- **The exercise**:
Arrange every line of the rows below as a Markdown table with the columns "No." and "Line", numbering each line in order. Leave out blank lines.

- **Record excerpts**:
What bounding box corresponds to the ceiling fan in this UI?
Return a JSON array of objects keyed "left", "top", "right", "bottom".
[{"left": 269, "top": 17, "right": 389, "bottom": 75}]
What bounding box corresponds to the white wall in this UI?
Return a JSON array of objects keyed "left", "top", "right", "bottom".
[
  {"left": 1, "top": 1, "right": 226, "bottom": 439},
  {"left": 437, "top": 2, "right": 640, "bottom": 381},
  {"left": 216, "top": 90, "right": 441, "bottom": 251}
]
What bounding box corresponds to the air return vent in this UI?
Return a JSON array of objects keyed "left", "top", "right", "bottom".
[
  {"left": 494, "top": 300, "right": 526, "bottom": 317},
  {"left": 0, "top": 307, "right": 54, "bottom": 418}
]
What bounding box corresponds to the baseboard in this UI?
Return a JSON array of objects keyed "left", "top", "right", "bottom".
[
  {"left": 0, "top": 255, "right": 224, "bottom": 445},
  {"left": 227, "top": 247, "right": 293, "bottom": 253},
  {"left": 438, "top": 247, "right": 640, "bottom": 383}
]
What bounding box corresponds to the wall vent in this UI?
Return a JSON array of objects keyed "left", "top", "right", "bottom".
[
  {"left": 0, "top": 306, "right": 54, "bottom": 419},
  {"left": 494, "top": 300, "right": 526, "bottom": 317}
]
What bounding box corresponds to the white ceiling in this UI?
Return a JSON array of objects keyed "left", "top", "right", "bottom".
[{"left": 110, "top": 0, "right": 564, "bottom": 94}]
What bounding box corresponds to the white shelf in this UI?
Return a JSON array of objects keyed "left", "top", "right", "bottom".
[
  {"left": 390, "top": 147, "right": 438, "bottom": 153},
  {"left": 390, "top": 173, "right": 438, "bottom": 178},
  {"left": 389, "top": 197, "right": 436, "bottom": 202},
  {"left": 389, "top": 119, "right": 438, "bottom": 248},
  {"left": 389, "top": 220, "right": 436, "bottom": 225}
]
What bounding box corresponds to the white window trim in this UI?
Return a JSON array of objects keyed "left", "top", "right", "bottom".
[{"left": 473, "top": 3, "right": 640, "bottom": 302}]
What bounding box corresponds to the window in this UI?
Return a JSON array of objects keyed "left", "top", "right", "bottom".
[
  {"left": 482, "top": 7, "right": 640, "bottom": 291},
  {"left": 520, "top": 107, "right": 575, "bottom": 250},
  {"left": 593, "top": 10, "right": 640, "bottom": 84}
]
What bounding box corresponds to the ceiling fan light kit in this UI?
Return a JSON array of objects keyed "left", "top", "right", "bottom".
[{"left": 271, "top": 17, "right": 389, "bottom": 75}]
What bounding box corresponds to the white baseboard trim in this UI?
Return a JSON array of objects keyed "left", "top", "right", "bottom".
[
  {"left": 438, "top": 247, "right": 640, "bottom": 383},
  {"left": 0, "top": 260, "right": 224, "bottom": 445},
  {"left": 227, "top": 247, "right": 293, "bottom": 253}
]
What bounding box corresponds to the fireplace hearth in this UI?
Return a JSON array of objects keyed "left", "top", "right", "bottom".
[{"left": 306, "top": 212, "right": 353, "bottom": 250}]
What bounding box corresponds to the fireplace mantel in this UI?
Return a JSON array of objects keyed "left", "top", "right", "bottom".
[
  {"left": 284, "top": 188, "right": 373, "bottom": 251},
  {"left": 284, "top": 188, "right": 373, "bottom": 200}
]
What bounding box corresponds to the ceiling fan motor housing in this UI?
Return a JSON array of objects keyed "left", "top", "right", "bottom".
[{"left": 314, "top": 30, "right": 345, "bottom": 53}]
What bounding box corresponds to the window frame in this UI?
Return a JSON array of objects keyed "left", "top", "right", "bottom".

- **Correct output**:
| No. | Line |
|---|---|
| 1 | What bounding box corresponds to the ceiling fan in this UI? |
| 2 | Return a JSON array of objects keyed "left", "top", "right", "bottom". |
| 3 | [{"left": 269, "top": 17, "right": 389, "bottom": 75}] |
| 4 | What bounding box corresponds to the white wall in this UI? |
| 5 | Return a JSON array of objects keyed "left", "top", "right", "bottom". |
| 6 | [ |
| 7 |   {"left": 1, "top": 1, "right": 226, "bottom": 439}, |
| 8 |   {"left": 437, "top": 2, "right": 640, "bottom": 381}, |
| 9 |   {"left": 216, "top": 90, "right": 441, "bottom": 251} |
| 10 | ] |
| 11 | What bounding box corresponds to the air return vent in this UI? |
| 12 | Return a JSON array of objects keyed "left", "top", "right", "bottom". |
| 13 | [ |
| 14 |   {"left": 494, "top": 300, "right": 526, "bottom": 317}, |
| 15 |   {"left": 0, "top": 307, "right": 54, "bottom": 418} |
| 16 | ] |
| 17 | What bounding box corresponds to the baseboard in this UI? |
| 18 | Return a JSON array of objects keyed "left", "top", "right", "bottom". |
| 19 | [ |
| 20 |   {"left": 0, "top": 255, "right": 224, "bottom": 445}, |
| 21 |   {"left": 227, "top": 247, "right": 293, "bottom": 253}, |
| 22 |   {"left": 438, "top": 247, "right": 640, "bottom": 383} |
| 23 | ] |
| 24 | What bounding box corresponds to the wall vent in this UI? |
| 25 | Return a JSON array of objects keyed "left", "top", "right", "bottom". |
| 26 | [ |
| 27 |   {"left": 0, "top": 306, "right": 54, "bottom": 419}, |
| 28 |   {"left": 494, "top": 300, "right": 526, "bottom": 317} |
| 29 | ] |
| 30 | What bounding box corresponds to the white ceiling in this UI? |
| 31 | Return a JSON array of objects keyed "left", "top", "right", "bottom". |
| 32 | [{"left": 110, "top": 0, "right": 564, "bottom": 94}] |
| 33 | What bounding box corresponds to the white shelf in this UI? |
| 34 | Return a JSON array of objects keyed "left", "top", "right", "bottom". |
| 35 | [ |
| 36 |   {"left": 390, "top": 147, "right": 438, "bottom": 153}, |
| 37 |   {"left": 390, "top": 173, "right": 438, "bottom": 178}, |
| 38 |   {"left": 389, "top": 197, "right": 436, "bottom": 202}, |
| 39 |   {"left": 389, "top": 119, "right": 438, "bottom": 248}, |
| 40 |   {"left": 389, "top": 220, "right": 436, "bottom": 225} |
| 41 | ] |
| 42 | What bounding box corresponds to the white window trim in this UI? |
| 43 | Return a JSON array of objects keyed "left", "top", "right", "bottom". |
| 44 | [{"left": 473, "top": 3, "right": 640, "bottom": 302}] |
| 45 | What bounding box corresponds to the window in this UI? |
| 46 | Return a JSON array of objects keyed "left", "top", "right", "bottom". |
| 47 | [ |
| 48 |   {"left": 482, "top": 7, "right": 640, "bottom": 291}, |
| 49 |   {"left": 520, "top": 107, "right": 575, "bottom": 250}, |
| 50 |   {"left": 593, "top": 10, "right": 640, "bottom": 84} |
| 51 | ] |
| 52 | What bounding box corresponds to the ceiling fan light kit in this UI? |
| 53 | Return a JSON array of objects keyed "left", "top", "right", "bottom". |
| 54 | [{"left": 271, "top": 17, "right": 389, "bottom": 75}] |
| 55 | What bounding box corresponds to the white baseboard trim in this UI? |
| 56 | Return a JSON array of objects keyed "left", "top", "right", "bottom". |
| 57 | [ |
| 58 |   {"left": 438, "top": 247, "right": 640, "bottom": 383}, |
| 59 |   {"left": 0, "top": 260, "right": 224, "bottom": 445}, |
| 60 |   {"left": 227, "top": 247, "right": 293, "bottom": 253} |
| 61 | ] |
| 62 | What bounding box corresponds to the fireplace hearth in this UI? |
| 63 | Return a JSON array of objects keyed "left", "top", "right", "bottom". |
| 64 | [{"left": 306, "top": 212, "right": 353, "bottom": 250}] |
| 65 | What bounding box corresponds to the fireplace mantel in this UI? |
| 66 | Return a JSON array of objects keyed "left", "top", "right", "bottom". |
| 67 | [ |
| 68 |   {"left": 284, "top": 188, "right": 373, "bottom": 251}, |
| 69 |   {"left": 284, "top": 188, "right": 373, "bottom": 200} |
| 70 | ] |
| 71 | What bounding box corresponds to the ceiling fan motor housing in this UI? |
| 72 | Return a JSON array of objects keyed "left", "top", "right", "bottom". |
| 73 | [{"left": 314, "top": 30, "right": 345, "bottom": 53}] |
| 74 | What bounding box corresponds to the window frame in this UI? |
| 75 | Return a JSON array of objects keyed "left", "top", "right", "bottom". |